Referring expression data:
-- -- --

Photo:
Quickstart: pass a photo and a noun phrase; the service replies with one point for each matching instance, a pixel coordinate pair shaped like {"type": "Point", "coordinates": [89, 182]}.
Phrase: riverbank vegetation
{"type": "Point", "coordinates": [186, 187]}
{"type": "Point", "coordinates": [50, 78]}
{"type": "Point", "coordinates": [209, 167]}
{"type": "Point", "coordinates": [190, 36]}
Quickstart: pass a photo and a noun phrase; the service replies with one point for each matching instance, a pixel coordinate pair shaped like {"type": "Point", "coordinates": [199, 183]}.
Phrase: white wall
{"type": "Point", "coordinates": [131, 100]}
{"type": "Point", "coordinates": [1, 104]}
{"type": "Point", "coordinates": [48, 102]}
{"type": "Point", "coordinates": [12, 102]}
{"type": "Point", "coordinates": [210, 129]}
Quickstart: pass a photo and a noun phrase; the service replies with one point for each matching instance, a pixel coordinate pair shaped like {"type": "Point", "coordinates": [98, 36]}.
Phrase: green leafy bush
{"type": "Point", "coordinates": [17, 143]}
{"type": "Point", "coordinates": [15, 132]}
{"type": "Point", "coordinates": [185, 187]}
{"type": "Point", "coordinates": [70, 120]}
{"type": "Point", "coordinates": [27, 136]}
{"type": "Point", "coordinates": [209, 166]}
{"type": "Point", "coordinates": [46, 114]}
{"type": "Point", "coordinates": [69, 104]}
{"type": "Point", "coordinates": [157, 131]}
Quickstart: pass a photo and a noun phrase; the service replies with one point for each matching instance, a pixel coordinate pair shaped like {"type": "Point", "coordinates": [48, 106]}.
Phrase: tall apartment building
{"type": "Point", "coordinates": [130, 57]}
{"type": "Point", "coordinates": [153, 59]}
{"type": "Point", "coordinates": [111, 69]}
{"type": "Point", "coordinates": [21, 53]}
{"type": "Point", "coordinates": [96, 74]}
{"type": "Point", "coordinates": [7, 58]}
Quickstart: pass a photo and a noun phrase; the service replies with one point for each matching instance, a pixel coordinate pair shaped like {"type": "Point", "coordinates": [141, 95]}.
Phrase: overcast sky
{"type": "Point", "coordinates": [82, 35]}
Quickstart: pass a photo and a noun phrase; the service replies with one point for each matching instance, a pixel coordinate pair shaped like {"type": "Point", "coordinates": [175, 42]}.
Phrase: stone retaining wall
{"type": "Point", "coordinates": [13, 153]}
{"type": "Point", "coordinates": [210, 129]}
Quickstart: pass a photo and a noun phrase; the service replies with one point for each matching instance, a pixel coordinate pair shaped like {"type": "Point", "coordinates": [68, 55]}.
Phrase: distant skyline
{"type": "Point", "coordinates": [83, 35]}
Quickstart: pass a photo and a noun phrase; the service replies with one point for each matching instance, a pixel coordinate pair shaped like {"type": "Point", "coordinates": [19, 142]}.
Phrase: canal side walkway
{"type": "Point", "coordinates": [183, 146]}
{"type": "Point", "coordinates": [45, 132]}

-- -- --

After reading the entries, reproduce every one of them exactly.

Response area –
Photo:
Quickstart: pass a photo and a noun phrase; the service replies with one point for each matching instance, a pixel coordinate pair shaped like {"type": "Point", "coordinates": [89, 182]}.
Phrase: riverbank vegetation
{"type": "Point", "coordinates": [186, 187]}
{"type": "Point", "coordinates": [50, 78]}
{"type": "Point", "coordinates": [209, 167]}
{"type": "Point", "coordinates": [190, 36]}
Quickstart: pass a photo and a noun phrase; the service replies with one point for each matching instance, a pixel coordinate pair shaped like {"type": "Point", "coordinates": [199, 183]}.
Phrase: white wall
{"type": "Point", "coordinates": [131, 100]}
{"type": "Point", "coordinates": [1, 104]}
{"type": "Point", "coordinates": [48, 102]}
{"type": "Point", "coordinates": [12, 102]}
{"type": "Point", "coordinates": [210, 129]}
Quickstart: pass a photo and a noun phrase; the service replies with one point for each matching instance, a pixel coordinate pair shaped like {"type": "Point", "coordinates": [98, 36]}.
Phrase: green leafy bush
{"type": "Point", "coordinates": [17, 143]}
{"type": "Point", "coordinates": [15, 132]}
{"type": "Point", "coordinates": [185, 187]}
{"type": "Point", "coordinates": [70, 120]}
{"type": "Point", "coordinates": [27, 136]}
{"type": "Point", "coordinates": [209, 166]}
{"type": "Point", "coordinates": [46, 114]}
{"type": "Point", "coordinates": [69, 104]}
{"type": "Point", "coordinates": [157, 131]}
Quickstart: pass a photo and a noun phrase; the service replies with one point for each matching instance, a pixel coordinate pair shaped like {"type": "Point", "coordinates": [48, 106]}.
Phrase: tall apartment building
{"type": "Point", "coordinates": [130, 57]}
{"type": "Point", "coordinates": [153, 59]}
{"type": "Point", "coordinates": [111, 69]}
{"type": "Point", "coordinates": [21, 53]}
{"type": "Point", "coordinates": [96, 74]}
{"type": "Point", "coordinates": [7, 58]}
Quickstart: pass a photo and a noun phrase; the service replies with one point for each matching instance, a pixel coordinate pair shaped like {"type": "Point", "coordinates": [141, 95]}.
Phrase: overcast sky
{"type": "Point", "coordinates": [82, 35]}
Quickstart: pass a photo and a noun phrase; the service replies with one point for each matching instance, a pixel coordinate pair shaped like {"type": "Point", "coordinates": [175, 42]}.
Phrase: stone retaining wall
{"type": "Point", "coordinates": [13, 153]}
{"type": "Point", "coordinates": [210, 129]}
Quickstart: pass a photo and a noun phrase; the service replies with one point for each matching instance, a pixel coordinate pair shaped like {"type": "Point", "coordinates": [68, 55]}.
Phrase: distant skyline
{"type": "Point", "coordinates": [83, 35]}
Quickstart: pass a photo and a noun phrase; the service replies with one point for each matching instance, a pixel coordinate pair shaped like {"type": "Point", "coordinates": [19, 142]}.
Phrase: canal side walkway
{"type": "Point", "coordinates": [183, 146]}
{"type": "Point", "coordinates": [45, 132]}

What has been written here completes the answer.